**提示文:**

= = = = =

パーソル総合研究所×「CAMP」、「留学生の就職活動と入社後の実態に関する調査結果」を発表
日本型雇用や就活のあり方に留学生の過半数が違和感

留学生は日本人より独立志向が2.5倍高く、やりがい・成長を求む。在学中のビジネス活動は日本人の3.3倍
入社企業に対する留学生の満足度は、内定承諾直後で96.4%と日本人の1.3倍。入社直後も1.4倍

 株式会社パーソル総合研究所(本社:東京都千代田区、代表取締役社長:渋谷 和久)と、パーソルキャリア株式会社(本社:東京都千代田区、代表取締役社長:峯尾 太郎)の若年層向キャリア教育支援プロジェクト「CAMP(キャンプ)」は、「留学生の就職活動と入社後の実態に関する定量調査」を行いましたので、結果をお知らせいたします。
 本調査は、外国人留学生の就職活動や入社後の意識・実態や、就職後の定着・活躍に関わる要因を明らかにし、企業経営・人事に資するデータを提供することを目的に実施しました。パーソル総合研究所とパーソルキャリアの「CAMP」との共同調査は「就職活動と入社後の実態に関する定量調査」※に続き、2回目です。
「就職活動と入社後の実態に関する定量調査」詳細

調査結果概要

【就職活動について】
・留学生の過半数が、日本型の雇用や就職活動のあり方に関して、さまざまな違和感を抱いている。

= = = = =

**データ一覧:**
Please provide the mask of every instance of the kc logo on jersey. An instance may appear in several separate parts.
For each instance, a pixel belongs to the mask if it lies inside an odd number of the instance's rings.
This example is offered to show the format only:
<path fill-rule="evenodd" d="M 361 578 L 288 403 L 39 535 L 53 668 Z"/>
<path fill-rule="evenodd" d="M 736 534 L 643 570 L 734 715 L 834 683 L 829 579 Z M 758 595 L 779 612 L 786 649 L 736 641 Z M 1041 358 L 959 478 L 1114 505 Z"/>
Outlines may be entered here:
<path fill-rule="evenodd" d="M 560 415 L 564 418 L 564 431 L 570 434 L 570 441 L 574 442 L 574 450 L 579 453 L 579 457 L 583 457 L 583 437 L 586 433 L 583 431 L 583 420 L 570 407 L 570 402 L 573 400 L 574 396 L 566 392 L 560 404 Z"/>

= = = = =

**練習問題:**
A - 提示文のうち、「本調査は、外国人留学生の就職」を含む語句で始まり「まざまな違和感を抱いている。」で終わる部分を、「違和感」を「疑問」に変えて書き直してください。
B - データ一覧の全行を、空行を除き、「番号」と「内容」の2列からなるMarkdownの表に整理してください。

**練習問題の解答:**
A -
本調査は、外国人留学生の就職活動や入社後の意識・実態や、就職後の定着・活躍に関わる要因を明らかにし、企業経営・人事に資するデータを提供することを目的に実施しました。パーソル総合研究所とパーソルキャリアの「CAMP」との共同調査は「就職活動と入社後の実態に関する定量調査」※に続き、2回目です。
「就職活動と入社後の実態に関する定量調査」詳細

調査結果概要

【就職活動について】
・留学生の過半数が、日本型の雇用や就職活動のあり方に関して、さまざまな疑問を抱いている。

B -
| 番号 | 内容 |
|---|---|
| 1 | Please provide the mask of every instance of the kc logo on jersey. An instance may appear in several separate parts. |
| 2 | For each instance, a pixel belongs to the mask if it lies inside an odd number of the instance's rings. |
| 3 | This example is offered to show the format only: |
| 4 | <path fill-rule="evenodd" d="M 361 578 L 288 403 L 39 535 L 53 668 Z"/> |
| 5 | <path fill-rule="evenodd" d="M 736 534 L 643 570 L 734 715 L 834 683 L 829 579 Z M 758 595 L 779 612 L 786 649 L 736 641 Z M 1041 358 L 959 478 L 1114 505 Z"/> |
| 6 | Outlines may be entered here: |
| 7 | <path fill-rule="evenodd" d="M 560 415 L 564 418 L 564 431 L 570 434 L 570 441 L 574 442 L 574 450 L 579 453 L 579 457 L 583 457 L 583 437 L 586 433 L 583 431 L 583 420 L 570 407 L 570 402 L 573 400 L 574 396 L 566 392 L 560 404 Z"/> |